» **YANG DIMINTA**:
A) Jawab pertanyaan berikut berdasarkan berita tentang sidang kasus Prada Lucky:
(i) Di pengadilan mana kasus ini disidangkan?
(ii) Berapa jumlah seluruh terdakwa dalam kasus ini?
(iii) Prada Richard Junimton Bulan anggota kompi apa, dan di mana ia bertugas?
B) Teruskan berita tentang sidang kasus Prada Lucky, dimulai setelah kalimat terakhir yang tersedia.

» **TEKS SUMBER**:
★ ★ ★ ★

Pengakuan Richard Junimton Bulan: HP Saya Diperiksa, Padahal Tak Ada Bukti

 

Kupang;Jejakhukumindonesia.com,Prada Lucky yang tewas ditangan rekan sendiri di Batalion TP 834/WM, Aeramo, Kecamatan Aesesa, Kabupaten Nagekeo, akhirnya disidangkan di Pengadilan Militer III-15 Kupang, Senin (27/10/2025).


Sidang perdana kasus Prada Lucky tercatat dengan Nomor Perkara 40-K/PM.III-15/AD/X/2025 dengan terdakwa Lettu Infanteri Ahmad Faisal, komandan kompi atau Dankipan A di Batalyon Infanteri Teritorial Pembangunan (Yon TP) 834 Wakanga Mere, Nagekeo, Nusa Tenggara Timur (NTT). Total ada 22 terdakwa terkait kasus penganiayaan berujung kematian ini.


Dalam sidang itu, ada enam saksi dihadirkan dalam persidangan yakni Poncianus Allan Dadi, Yohanes Viani Ili, Richard Junimton Bulan, Thomas Desambris Awi,  Chrestian Namo dan Sepriana Paulina Mirpey.


Saksi Prada Richard Junimton Bulan adalah saksi kunci yang melihat peristiwa penyiksaan Prada Lucky. Prada Richard juga ikut disiksa. Prada Richard adalah anggota Kompi B dan bertugas di dapur bersama dengan Prada Lucky.


Bermula saat Prada Richard dan Prada Lucky dituduh melakukan penyimpangan seksual. Pukul 20.00 WIB, Lucky dicambuk pertama kali oleh terdakwa Lettu Infanteri Ahmad Faisal, komandan kompi atau Dankipan A di Batalyon Infanteri Teritorial Pembangunan (Yon TP) 834 Wakanga Mere, Nagekeo, Nusa Tenggara Timur (NTT).

★ ★ ★ ★

» **BAHAN YANG DISEDIAKAN**:

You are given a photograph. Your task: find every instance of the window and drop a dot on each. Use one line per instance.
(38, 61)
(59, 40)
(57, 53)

★ ★ ★ ★

» **JAWABAN PER TUGAS**:
A)
(i) Pengadilan Militer III-15 Kupang.
(ii) 22 terdakwa.
(iii) Kompi B; ia bertugas di dapur bersama Prada Lucky.

B)
Prada Richard tidak berada di sana karena masih bertugas di dapur. Setelah Prada Lucky disiksa, sekitar pukul 00.18 WITA, Sertu Andre Mahoklory menelpon Prada Richard lalu membawanya ke ruang staf intel. Dalam ruangan itu ada Dansi Intel Sertu Thomas Desambris Awi dan Prada Lucky. Prada Lucky sudah diperiksa beberapa jam sebelumnya karena masalah chat penyimpangan seksual. Prada Richard heran kenapa dia dilibatkan dalam masalah itu.


"Tidak ada apa-apa di hp saya, tapi saya dibawa," ungkapnya.


Lalu Prada Richard dibawa ke ruang staf pers. Prada Richard melihat Lucky dipukuli oleh Thomas dengan tangan dan sendal di pipi kanan. Di dalam ruangan itu ada pula terdakwa lain yaitu Poncianus Allan Dadi dan Andre Mahoklory.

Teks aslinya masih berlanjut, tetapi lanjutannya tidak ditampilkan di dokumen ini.